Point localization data
++++++++++++++++++++

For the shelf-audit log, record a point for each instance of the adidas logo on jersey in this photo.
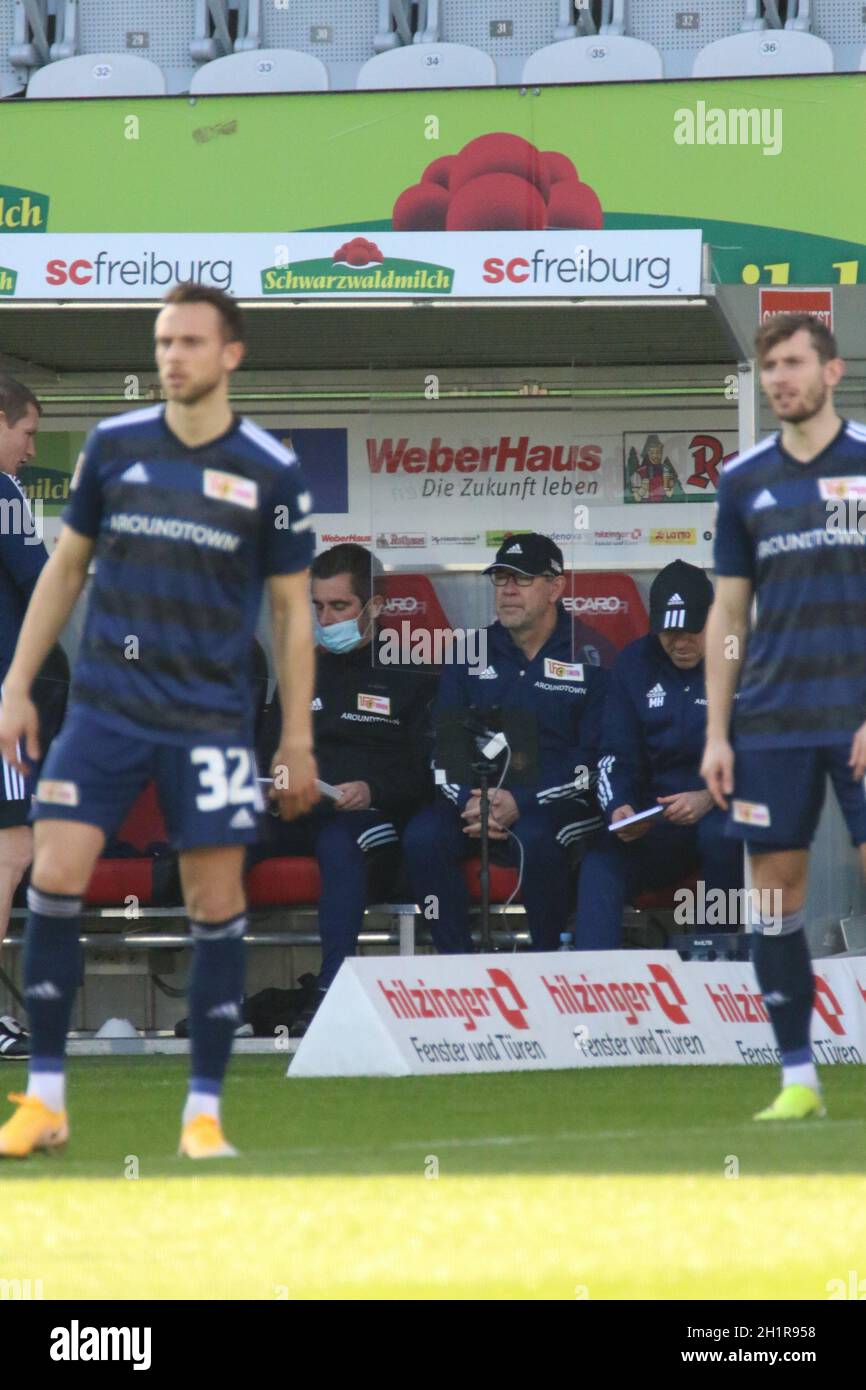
(763, 499)
(47, 990)
(225, 1011)
(135, 473)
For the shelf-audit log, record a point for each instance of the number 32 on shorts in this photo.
(225, 776)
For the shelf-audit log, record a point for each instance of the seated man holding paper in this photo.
(373, 745)
(549, 706)
(652, 744)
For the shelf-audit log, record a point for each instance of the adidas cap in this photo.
(527, 552)
(680, 599)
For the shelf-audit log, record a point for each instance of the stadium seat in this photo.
(97, 74)
(22, 43)
(342, 34)
(773, 53)
(171, 36)
(601, 59)
(118, 877)
(680, 28)
(428, 66)
(410, 598)
(503, 881)
(284, 881)
(262, 70)
(509, 31)
(840, 22)
(609, 603)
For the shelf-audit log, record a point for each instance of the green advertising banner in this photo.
(770, 171)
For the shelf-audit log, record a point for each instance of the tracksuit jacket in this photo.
(369, 724)
(565, 695)
(654, 729)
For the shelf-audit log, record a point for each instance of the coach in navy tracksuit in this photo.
(530, 667)
(371, 738)
(652, 744)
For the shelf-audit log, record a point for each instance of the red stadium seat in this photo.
(503, 881)
(114, 880)
(410, 598)
(609, 603)
(284, 881)
(143, 823)
(662, 900)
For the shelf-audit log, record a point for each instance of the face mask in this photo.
(339, 637)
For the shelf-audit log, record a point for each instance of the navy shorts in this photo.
(49, 695)
(779, 794)
(206, 788)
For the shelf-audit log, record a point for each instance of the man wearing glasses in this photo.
(531, 667)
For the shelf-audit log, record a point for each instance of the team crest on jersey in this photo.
(751, 813)
(57, 794)
(563, 670)
(374, 704)
(230, 487)
(838, 489)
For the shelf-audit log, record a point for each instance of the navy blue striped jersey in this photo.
(185, 540)
(798, 533)
(21, 559)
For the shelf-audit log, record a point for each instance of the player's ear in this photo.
(234, 355)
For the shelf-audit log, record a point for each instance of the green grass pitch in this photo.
(558, 1184)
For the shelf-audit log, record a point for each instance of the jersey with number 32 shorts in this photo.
(798, 533)
(185, 538)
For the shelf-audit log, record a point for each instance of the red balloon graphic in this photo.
(499, 153)
(439, 170)
(559, 167)
(420, 209)
(496, 202)
(574, 205)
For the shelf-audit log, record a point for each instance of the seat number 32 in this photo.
(224, 776)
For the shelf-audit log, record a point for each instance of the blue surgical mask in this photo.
(338, 637)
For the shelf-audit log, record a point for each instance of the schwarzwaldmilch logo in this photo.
(22, 210)
(357, 267)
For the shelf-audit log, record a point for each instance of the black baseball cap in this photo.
(680, 599)
(527, 552)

++++++++++++++++++++

# EXERCISE
Give back the entries above exactly as they stand. Leave the images out.

# COMPLETED TASK
For the shelf-audit log, record a point for each instance of the adidas logo on jersey in this photo.
(763, 499)
(47, 990)
(225, 1011)
(135, 473)
For the shelf-audit log, record a point for each instance of the number 32 on shorts in this photo.
(225, 776)
For the shelf-audit log, record a point for each instance of the seated man holding paper in this photo.
(373, 745)
(549, 706)
(652, 744)
For the shelf-audit log, record a point for each instance of the adidas cap in this photo.
(527, 552)
(680, 599)
For the shelf-audit log, record a point for each instance of the stadium seat in this photo.
(97, 74)
(22, 43)
(342, 34)
(773, 53)
(171, 36)
(601, 59)
(118, 877)
(680, 28)
(428, 66)
(410, 598)
(503, 881)
(284, 881)
(262, 70)
(509, 31)
(840, 22)
(609, 603)
For the shelf-audit log, record a point for each instance of the green advertising banner in this photo.
(770, 171)
For the shelf-audit log, record a point for each instance of the tracksuit jacket in this photo.
(369, 724)
(565, 695)
(654, 729)
For the shelf-audit log, record a point for each instance of the coach in navy tracksuit in this photo.
(530, 667)
(371, 738)
(652, 744)
For the shelf-audit log, record a point for each instance of the red stadium seat in this photo.
(503, 881)
(114, 880)
(410, 598)
(609, 603)
(284, 881)
(143, 823)
(662, 900)
For the shelf-audit log, record a point for each instance of the face mask in this photo.
(339, 637)
For the shelf-audit log, record a point for each instance of the navy shorts in this photo.
(49, 695)
(779, 794)
(206, 788)
For the shelf-audit log, record a point for each instance of the man wearing glasses in this photo.
(531, 667)
For the shelf-audit log, record a point for each instance of the team crest on jersey in this photo.
(751, 813)
(57, 794)
(563, 670)
(374, 704)
(230, 487)
(838, 489)
For the shelf-audit log, record a point for each instance of the navy blue striped jersey in this photo.
(185, 540)
(798, 533)
(21, 559)
For the shelf-audit log, record a point for each instance of the player's ear in this photo.
(234, 355)
For the shelf-audit log, record a point for each instance of the green grass pitch in this photo.
(558, 1184)
For the shelf-audit log, record a point for each instance of the jersey with number 32 shorts in this photo.
(798, 533)
(185, 538)
For the shelf-audit log, record a point for each instance of the red balloon graphic in this photo.
(499, 153)
(439, 170)
(559, 167)
(420, 209)
(496, 202)
(574, 205)
For the shelf-audit log, record a point for each instance of the seat number 32 in this photo.
(224, 776)
For the shelf-audit log, record a point for each instance of the blue surgical mask in this photo.
(338, 637)
For the shelf-audit log, record a point for each instance of the schwarzwaldmilch logo in this photo.
(22, 210)
(357, 267)
For the shelf-audit log, record a point for each instance of the black baseball cap in this photo.
(680, 599)
(527, 552)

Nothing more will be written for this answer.